> **Problem**: Give back the line where "the green shrub" appears and all the lines after it until the listing ends, unchanged and with nothing else.

[BEGIN]

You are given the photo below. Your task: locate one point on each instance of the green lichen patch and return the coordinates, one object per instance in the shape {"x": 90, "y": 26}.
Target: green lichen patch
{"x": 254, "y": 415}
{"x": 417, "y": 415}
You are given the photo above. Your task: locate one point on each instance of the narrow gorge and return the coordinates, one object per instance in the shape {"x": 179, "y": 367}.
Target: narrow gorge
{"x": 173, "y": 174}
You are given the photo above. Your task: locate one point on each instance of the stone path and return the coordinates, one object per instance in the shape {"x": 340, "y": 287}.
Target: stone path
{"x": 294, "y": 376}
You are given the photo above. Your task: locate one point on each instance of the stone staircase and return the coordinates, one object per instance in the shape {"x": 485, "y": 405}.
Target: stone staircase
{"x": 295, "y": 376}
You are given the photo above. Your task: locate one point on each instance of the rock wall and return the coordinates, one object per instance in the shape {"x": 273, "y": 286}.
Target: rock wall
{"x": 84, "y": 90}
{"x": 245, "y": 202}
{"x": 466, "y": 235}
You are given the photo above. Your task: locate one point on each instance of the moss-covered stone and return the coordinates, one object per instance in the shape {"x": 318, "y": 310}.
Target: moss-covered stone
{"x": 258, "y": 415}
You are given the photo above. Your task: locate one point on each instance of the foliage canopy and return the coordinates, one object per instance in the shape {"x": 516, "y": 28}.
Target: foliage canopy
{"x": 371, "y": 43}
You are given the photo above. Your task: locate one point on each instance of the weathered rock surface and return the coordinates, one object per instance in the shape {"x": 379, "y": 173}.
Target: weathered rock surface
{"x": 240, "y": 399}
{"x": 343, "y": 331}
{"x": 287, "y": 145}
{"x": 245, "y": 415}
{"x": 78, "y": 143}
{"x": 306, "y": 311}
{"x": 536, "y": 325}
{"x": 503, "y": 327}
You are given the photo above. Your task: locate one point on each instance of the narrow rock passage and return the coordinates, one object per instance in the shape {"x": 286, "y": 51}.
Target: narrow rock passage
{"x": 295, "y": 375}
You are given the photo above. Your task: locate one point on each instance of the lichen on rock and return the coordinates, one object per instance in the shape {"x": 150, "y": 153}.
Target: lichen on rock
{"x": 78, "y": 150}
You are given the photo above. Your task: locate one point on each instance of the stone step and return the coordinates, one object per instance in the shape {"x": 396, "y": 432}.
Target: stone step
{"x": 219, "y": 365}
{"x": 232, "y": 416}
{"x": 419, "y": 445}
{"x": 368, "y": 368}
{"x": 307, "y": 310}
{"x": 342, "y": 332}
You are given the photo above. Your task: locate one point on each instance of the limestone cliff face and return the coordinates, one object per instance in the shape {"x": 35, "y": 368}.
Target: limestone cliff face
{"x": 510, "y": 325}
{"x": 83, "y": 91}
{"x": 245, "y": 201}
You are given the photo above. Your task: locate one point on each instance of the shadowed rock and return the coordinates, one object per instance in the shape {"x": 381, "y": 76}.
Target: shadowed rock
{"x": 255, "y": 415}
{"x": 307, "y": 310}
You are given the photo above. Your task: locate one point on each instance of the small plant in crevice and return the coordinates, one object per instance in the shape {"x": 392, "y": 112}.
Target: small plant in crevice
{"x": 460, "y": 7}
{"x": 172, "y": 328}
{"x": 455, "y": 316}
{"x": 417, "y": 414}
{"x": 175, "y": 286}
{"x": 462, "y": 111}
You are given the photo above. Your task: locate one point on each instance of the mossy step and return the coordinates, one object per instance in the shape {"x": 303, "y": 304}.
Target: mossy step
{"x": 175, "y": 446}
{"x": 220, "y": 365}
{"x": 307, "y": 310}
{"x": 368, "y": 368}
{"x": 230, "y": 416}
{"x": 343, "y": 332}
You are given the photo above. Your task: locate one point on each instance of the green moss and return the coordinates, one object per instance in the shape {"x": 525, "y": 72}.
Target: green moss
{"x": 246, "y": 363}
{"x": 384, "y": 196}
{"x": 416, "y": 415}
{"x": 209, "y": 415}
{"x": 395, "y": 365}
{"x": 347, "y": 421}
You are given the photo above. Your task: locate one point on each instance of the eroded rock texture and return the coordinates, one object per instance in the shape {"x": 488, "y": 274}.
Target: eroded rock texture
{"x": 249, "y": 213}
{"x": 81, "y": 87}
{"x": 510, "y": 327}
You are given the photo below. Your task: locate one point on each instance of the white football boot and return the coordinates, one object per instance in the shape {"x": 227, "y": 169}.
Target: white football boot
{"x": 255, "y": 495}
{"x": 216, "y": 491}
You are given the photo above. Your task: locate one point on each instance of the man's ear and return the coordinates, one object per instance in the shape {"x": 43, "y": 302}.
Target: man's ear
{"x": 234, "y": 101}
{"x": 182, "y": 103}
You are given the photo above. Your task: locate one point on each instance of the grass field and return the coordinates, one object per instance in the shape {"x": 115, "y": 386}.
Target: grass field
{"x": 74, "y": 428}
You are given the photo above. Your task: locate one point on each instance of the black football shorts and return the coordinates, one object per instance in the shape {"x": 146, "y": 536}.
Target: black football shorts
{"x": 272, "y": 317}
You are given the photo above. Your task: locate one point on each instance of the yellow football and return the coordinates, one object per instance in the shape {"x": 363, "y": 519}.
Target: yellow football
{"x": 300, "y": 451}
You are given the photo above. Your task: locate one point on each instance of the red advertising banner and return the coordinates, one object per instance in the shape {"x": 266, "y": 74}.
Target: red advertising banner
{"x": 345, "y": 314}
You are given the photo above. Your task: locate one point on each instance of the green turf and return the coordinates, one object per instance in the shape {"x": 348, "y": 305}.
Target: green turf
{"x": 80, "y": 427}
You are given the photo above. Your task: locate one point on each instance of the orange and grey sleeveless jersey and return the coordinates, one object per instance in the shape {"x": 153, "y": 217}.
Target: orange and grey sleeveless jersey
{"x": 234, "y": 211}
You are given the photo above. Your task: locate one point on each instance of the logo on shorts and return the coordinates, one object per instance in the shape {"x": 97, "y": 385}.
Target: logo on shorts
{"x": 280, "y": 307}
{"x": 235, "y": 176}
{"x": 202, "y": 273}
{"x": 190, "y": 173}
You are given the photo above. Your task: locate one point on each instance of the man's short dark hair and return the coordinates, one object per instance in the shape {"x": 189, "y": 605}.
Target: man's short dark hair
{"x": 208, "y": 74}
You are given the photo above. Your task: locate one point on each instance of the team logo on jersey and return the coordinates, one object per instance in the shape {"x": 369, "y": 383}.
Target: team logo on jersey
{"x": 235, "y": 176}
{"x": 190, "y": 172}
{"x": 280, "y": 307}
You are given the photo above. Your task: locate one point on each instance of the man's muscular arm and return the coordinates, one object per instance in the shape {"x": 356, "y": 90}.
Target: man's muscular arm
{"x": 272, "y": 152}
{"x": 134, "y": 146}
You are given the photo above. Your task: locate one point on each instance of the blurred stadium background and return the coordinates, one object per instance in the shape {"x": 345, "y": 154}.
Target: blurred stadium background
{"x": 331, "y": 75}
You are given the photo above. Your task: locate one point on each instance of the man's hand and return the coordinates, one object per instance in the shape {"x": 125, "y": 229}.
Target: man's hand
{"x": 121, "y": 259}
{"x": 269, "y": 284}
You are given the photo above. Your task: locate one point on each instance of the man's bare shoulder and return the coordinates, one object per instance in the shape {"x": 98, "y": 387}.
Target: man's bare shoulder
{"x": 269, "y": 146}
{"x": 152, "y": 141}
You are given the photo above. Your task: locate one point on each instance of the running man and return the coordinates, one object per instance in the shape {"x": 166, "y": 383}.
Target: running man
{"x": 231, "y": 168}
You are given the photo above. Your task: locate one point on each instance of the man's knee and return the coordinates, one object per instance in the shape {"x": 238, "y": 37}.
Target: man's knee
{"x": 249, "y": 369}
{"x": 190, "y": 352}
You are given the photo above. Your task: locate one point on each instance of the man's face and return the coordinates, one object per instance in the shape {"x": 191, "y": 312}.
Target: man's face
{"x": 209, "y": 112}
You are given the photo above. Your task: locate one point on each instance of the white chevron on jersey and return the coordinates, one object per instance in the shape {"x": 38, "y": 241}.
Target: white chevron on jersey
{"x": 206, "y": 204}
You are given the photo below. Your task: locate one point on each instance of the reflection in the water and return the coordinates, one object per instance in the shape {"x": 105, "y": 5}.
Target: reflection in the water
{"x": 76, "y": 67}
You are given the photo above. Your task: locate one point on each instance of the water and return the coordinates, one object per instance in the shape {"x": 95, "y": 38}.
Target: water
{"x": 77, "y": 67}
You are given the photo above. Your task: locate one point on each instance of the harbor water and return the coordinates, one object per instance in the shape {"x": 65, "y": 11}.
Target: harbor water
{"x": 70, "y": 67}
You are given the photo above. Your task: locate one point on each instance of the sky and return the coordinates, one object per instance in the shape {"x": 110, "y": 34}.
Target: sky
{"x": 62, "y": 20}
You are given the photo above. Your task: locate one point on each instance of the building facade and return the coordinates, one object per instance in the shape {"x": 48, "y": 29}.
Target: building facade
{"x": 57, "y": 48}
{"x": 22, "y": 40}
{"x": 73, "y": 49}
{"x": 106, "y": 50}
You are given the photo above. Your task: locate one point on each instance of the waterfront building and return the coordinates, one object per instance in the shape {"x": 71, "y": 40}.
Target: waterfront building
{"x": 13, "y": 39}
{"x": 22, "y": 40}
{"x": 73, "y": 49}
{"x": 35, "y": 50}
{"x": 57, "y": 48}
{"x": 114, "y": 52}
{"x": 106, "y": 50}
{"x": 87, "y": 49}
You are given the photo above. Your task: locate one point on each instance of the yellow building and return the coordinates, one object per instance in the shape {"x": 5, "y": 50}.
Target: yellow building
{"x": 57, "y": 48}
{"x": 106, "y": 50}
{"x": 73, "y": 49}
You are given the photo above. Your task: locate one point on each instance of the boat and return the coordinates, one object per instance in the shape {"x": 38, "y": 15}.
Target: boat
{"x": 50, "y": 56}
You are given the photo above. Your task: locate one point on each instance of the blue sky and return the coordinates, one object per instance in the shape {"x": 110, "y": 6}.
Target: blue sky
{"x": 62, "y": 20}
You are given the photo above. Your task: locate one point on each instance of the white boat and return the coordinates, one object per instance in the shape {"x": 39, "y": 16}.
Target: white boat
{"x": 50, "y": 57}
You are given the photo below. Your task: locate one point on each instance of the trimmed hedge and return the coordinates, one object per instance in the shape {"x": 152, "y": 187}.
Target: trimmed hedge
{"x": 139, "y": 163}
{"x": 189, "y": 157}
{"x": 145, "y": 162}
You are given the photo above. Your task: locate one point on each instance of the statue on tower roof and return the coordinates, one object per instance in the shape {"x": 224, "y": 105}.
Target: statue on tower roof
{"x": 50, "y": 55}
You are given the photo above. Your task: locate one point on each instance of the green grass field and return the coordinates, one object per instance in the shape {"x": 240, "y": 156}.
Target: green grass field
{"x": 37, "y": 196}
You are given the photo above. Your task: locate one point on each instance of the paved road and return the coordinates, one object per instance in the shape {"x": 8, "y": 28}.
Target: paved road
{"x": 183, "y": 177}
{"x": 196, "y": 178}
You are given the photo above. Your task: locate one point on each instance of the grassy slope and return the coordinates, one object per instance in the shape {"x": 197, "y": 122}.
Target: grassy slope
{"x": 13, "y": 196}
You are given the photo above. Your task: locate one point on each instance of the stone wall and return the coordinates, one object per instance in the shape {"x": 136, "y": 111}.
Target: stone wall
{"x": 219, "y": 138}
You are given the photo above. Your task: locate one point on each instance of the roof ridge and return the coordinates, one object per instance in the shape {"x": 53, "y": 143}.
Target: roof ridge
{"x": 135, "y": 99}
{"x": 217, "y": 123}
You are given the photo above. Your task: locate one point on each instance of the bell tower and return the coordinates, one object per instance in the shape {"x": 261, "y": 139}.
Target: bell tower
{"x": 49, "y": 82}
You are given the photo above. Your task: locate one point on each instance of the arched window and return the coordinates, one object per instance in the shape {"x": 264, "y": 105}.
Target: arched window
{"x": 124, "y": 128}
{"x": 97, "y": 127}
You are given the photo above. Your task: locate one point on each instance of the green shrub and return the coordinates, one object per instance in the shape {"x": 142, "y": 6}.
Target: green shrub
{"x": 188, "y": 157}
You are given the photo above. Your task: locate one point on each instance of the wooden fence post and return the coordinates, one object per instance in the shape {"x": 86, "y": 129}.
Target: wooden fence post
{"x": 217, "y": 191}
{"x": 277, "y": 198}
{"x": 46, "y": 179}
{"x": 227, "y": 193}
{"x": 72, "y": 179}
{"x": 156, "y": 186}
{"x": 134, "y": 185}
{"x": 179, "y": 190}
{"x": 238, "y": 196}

[END]

> **Solution**:
You are given the photo above. Your task: locate one point on each instance of the green shrub and return the coordinates, one object per instance in the shape {"x": 142, "y": 6}.
Target: green shrub
{"x": 188, "y": 157}
You are given the photo above. Your task: locate one point on each instance of the wooden fence post and return the coordinates, one object per instance in the shape {"x": 86, "y": 129}.
Target: wooden fence post
{"x": 217, "y": 191}
{"x": 277, "y": 198}
{"x": 46, "y": 179}
{"x": 227, "y": 193}
{"x": 72, "y": 179}
{"x": 156, "y": 186}
{"x": 134, "y": 185}
{"x": 179, "y": 190}
{"x": 238, "y": 196}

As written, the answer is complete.